Please recast every line of the records below as a Markdown table with the columns "Row" and "Line", numbering the rows and skipping blank lines. Leave the pictures out of your answer.

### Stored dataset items
================================

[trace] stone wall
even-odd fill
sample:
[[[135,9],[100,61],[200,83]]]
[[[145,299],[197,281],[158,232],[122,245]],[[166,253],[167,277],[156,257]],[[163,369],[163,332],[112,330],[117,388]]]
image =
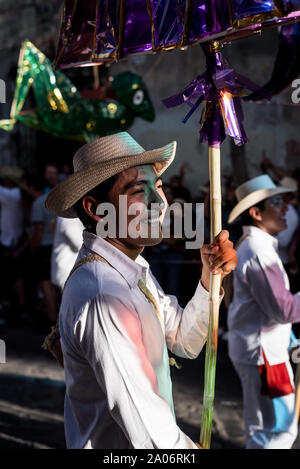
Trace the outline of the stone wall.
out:
[[[50,58],[57,43],[62,1],[8,0],[0,1],[0,78],[7,81],[7,104],[0,105],[1,117],[8,117],[14,90],[16,63],[21,41],[30,39]],[[277,32],[240,40],[224,48],[224,55],[234,68],[258,84],[269,78],[276,56]],[[199,46],[186,51],[174,50],[156,55],[136,56],[114,64],[111,73],[130,69],[143,76],[157,117],[153,123],[136,118],[131,133],[145,148],[165,145],[177,140],[178,151],[166,177],[179,171],[187,162],[186,183],[194,193],[208,180],[207,148],[199,144],[200,110],[186,124],[181,121],[188,108],[166,109],[161,100],[178,91],[204,70],[203,54]],[[82,69],[81,69],[82,70]],[[74,75],[82,71],[72,71]],[[222,145],[223,175],[234,173],[240,182],[246,175],[260,173],[263,154],[289,170],[300,167],[299,113],[300,108],[289,106],[291,90],[274,98],[271,104],[244,104],[245,129],[249,138],[243,152],[232,152],[227,139]],[[278,104],[285,102],[287,104]],[[35,164],[35,132],[18,124],[12,134],[0,131],[0,164]],[[20,150],[21,149],[21,150]],[[43,148],[38,148],[43,158]],[[232,158],[234,155],[234,158]],[[235,162],[234,167],[232,161]]]

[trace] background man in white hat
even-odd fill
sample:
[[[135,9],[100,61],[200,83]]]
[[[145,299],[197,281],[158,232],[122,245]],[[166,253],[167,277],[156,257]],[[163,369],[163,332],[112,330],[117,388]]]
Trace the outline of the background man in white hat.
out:
[[[290,448],[297,436],[293,373],[288,347],[291,324],[300,321],[300,293],[292,295],[275,235],[286,228],[289,188],[268,175],[236,190],[244,236],[237,249],[233,300],[228,311],[229,355],[241,380],[246,447]]]
[[[182,309],[140,256],[162,239],[160,176],[175,150],[176,142],[145,151],[126,132],[100,138],[76,153],[74,174],[46,201],[56,215],[78,215],[87,228],[77,259],[82,264],[66,283],[59,313],[68,448],[197,448],[176,424],[167,348],[185,358],[199,354],[207,336],[210,272],[226,275],[237,260],[227,232],[203,246],[201,281]],[[133,204],[144,205],[139,236],[97,236],[100,202],[113,205],[117,220],[127,211],[126,228]]]

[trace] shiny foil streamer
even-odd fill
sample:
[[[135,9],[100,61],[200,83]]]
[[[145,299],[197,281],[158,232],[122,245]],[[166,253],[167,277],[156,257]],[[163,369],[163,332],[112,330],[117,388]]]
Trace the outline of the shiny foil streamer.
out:
[[[150,0],[154,47],[170,47],[183,40],[186,0]]]
[[[261,23],[281,15],[272,0],[229,0],[233,27]]]
[[[116,53],[119,42],[120,1],[98,2],[96,56],[108,58]]]
[[[121,55],[152,49],[151,23],[146,0],[126,0]]]
[[[55,64],[228,42],[299,18],[300,0],[65,0]]]
[[[93,60],[96,53],[97,0],[67,0],[55,64],[72,67]]]

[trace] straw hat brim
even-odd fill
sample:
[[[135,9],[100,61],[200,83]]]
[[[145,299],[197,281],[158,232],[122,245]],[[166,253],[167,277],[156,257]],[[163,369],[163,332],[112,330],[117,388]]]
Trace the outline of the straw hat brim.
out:
[[[121,173],[125,169],[145,164],[154,164],[160,176],[172,163],[176,153],[176,142],[162,148],[144,151],[136,155],[124,155],[109,161],[100,161],[88,168],[71,174],[55,186],[49,193],[45,205],[50,212],[59,217],[77,218],[74,205],[90,190]]]
[[[273,195],[283,194],[285,192],[291,192],[291,189],[287,187],[276,187],[274,189],[260,189],[248,194],[232,209],[229,214],[228,223],[231,224],[236,221],[243,212],[253,207],[255,204],[258,204]]]

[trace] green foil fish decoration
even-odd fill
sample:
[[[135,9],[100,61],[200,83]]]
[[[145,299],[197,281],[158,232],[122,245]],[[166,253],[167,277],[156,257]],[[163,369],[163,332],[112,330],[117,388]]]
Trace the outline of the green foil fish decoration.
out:
[[[155,111],[142,79],[131,72],[116,75],[112,90],[117,99],[84,99],[64,73],[30,41],[22,45],[10,119],[0,129],[10,131],[17,121],[55,137],[89,142],[127,130],[136,116],[152,122]],[[24,110],[30,88],[36,108]]]

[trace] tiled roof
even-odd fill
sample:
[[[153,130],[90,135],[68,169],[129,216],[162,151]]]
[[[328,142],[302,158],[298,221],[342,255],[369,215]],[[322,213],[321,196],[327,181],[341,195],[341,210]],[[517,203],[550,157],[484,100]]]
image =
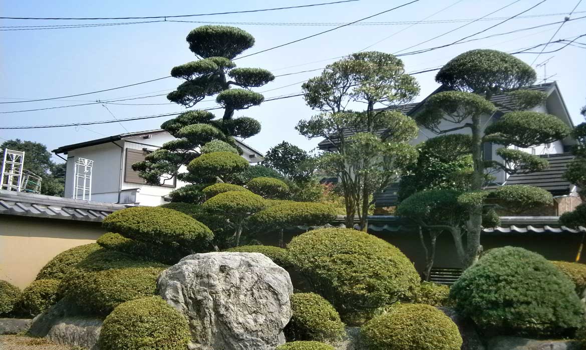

================================

### OUTPUT OF THE EXERCISE
| Row | Line |
|---|---|
| 1 | [trace] stone wall |
| 2 | even-odd fill |
| 3 | sample: |
| 4 | [[[135,9],[100,61],[200,83]]] |
| 5 | [[[145,299],[197,281],[158,232],[122,245]],[[166,253],[167,277],[156,257]],[[163,369],[163,332],[112,330],[117,388]]] |
| 6 | image = |
| 7 | Trace the outline of the stone wall. |
| 8 | out: |
| 9 | [[[50,58],[57,43],[62,1],[8,0],[0,1],[0,78],[7,81],[7,104],[0,105],[1,117],[8,117],[14,90],[16,63],[21,41],[30,39]],[[277,32],[240,40],[224,48],[224,55],[234,68],[258,84],[269,78],[276,56]],[[199,46],[186,51],[174,50],[156,55],[136,56],[114,64],[111,73],[130,69],[143,76],[157,117],[153,123],[136,118],[131,133],[145,148],[165,145],[177,140],[178,151],[166,177],[179,171],[187,162],[186,183],[194,193],[208,180],[207,148],[199,144],[200,110],[186,124],[181,121],[188,108],[166,109],[161,100],[178,91],[204,70],[203,54]],[[82,69],[81,69],[82,70]],[[74,75],[82,71],[72,71]],[[222,145],[223,175],[234,173],[240,182],[246,175],[260,173],[263,154],[289,170],[300,167],[299,113],[300,108],[289,106],[291,90],[274,98],[271,104],[244,104],[245,129],[249,138],[243,152],[232,152],[227,139]],[[278,104],[285,102],[287,104]],[[35,164],[35,132],[18,124],[12,134],[0,131],[0,164]],[[20,150],[21,149],[21,150]],[[43,148],[38,148],[43,158]],[[232,158],[234,155],[234,158]],[[235,162],[234,167],[232,161]]] |
| 10 | [trace] background man in white hat |
| 11 | even-odd fill |
| 12 | sample: |
| 13 | [[[135,9],[100,61],[200,83]]] |
| 14 | [[[145,299],[197,281],[158,232],[122,245]],[[166,253],[167,277],[156,257]],[[163,369],[163,332],[112,330],[117,388]]] |
| 15 | Trace the outline of the background man in white hat. |
| 16 | out: |
| 17 | [[[290,448],[297,436],[293,373],[288,347],[291,324],[300,321],[300,293],[292,295],[275,235],[286,228],[289,188],[268,175],[236,190],[244,236],[237,249],[233,300],[228,311],[229,355],[241,380],[246,447]]] |
| 18 | [[[182,309],[140,256],[162,239],[160,176],[175,150],[176,142],[145,151],[126,132],[100,138],[76,153],[74,174],[46,201],[56,215],[78,215],[87,228],[77,259],[82,264],[66,283],[59,313],[68,448],[197,448],[176,424],[167,348],[185,358],[199,354],[207,336],[210,272],[226,275],[237,260],[227,232],[203,246],[201,281]],[[133,204],[144,205],[139,236],[97,236],[100,202],[113,205],[117,220],[127,211],[126,228]]] |
| 19 | [trace] shiny foil streamer |
| 20 | even-odd fill |
| 21 | sample: |
| 22 | [[[135,9],[100,61],[200,83]]] |
| 23 | [[[145,299],[197,281],[158,232],[122,245]],[[166,253],[167,277],[156,257]],[[163,369],[163,332],[112,330],[117,388]]] |
| 24 | Trace the outline of the shiny foil streamer. |
| 25 | out: |
| 26 | [[[150,0],[154,47],[170,47],[183,40],[186,0]]] |
| 27 | [[[261,23],[281,15],[272,0],[229,0],[233,27]]] |
| 28 | [[[116,53],[119,42],[120,1],[98,2],[96,56],[108,58]]] |
| 29 | [[[121,55],[152,49],[151,23],[146,0],[126,0]]] |
| 30 | [[[55,64],[228,42],[299,18],[300,0],[65,0]]] |
| 31 | [[[93,60],[96,53],[97,0],[67,0],[55,64],[72,67]]] |
| 32 | [trace] straw hat brim |
| 33 | even-odd fill |
| 34 | sample: |
| 35 | [[[135,9],[100,61],[200,83]]] |
| 36 | [[[145,299],[197,281],[158,232],[122,245]],[[166,253],[167,277],[156,257]],[[163,369],[163,332],[112,330],[117,388]]] |
| 37 | Trace the outline of the straw hat brim. |
| 38 | out: |
| 39 | [[[121,173],[125,169],[145,164],[154,164],[160,176],[172,163],[176,153],[176,142],[162,148],[144,151],[136,155],[124,155],[109,161],[100,161],[88,168],[71,174],[55,186],[49,193],[45,205],[50,212],[59,217],[77,218],[74,205],[90,190]]] |
| 40 | [[[273,195],[283,194],[285,192],[291,192],[291,189],[287,187],[276,187],[274,189],[260,189],[248,194],[232,209],[229,214],[228,223],[231,224],[236,221],[243,212],[253,207],[255,204],[258,204]]] |
| 41 | [trace] green foil fish decoration |
| 42 | even-odd fill |
| 43 | sample: |
| 44 | [[[135,9],[100,61],[200,83]]] |
| 45 | [[[145,299],[197,281],[158,232],[122,245]],[[166,253],[167,277],[156,257]],[[163,369],[163,332],[112,330],[117,388]]] |
| 46 | Trace the outline of the green foil fish decoration. |
| 47 | out: |
| 48 | [[[155,111],[142,79],[131,72],[116,75],[112,90],[117,99],[84,99],[64,73],[30,41],[22,45],[10,119],[0,129],[10,131],[17,121],[55,137],[89,142],[127,130],[136,116],[152,122]],[[24,110],[30,88],[36,108]]] |
| 49 | [trace] tiled roof |
| 50 | even-odd fill |
| 51 | sample: |
| 52 | [[[153,130],[90,135],[68,169],[129,216],[162,151]]] |
| 53 | [[[328,142],[302,158],[298,221],[342,255],[369,215]],[[322,213],[321,196],[327,181],[341,195],[341,210]],[[517,203],[550,157],[484,100]]] |
| 54 | image = |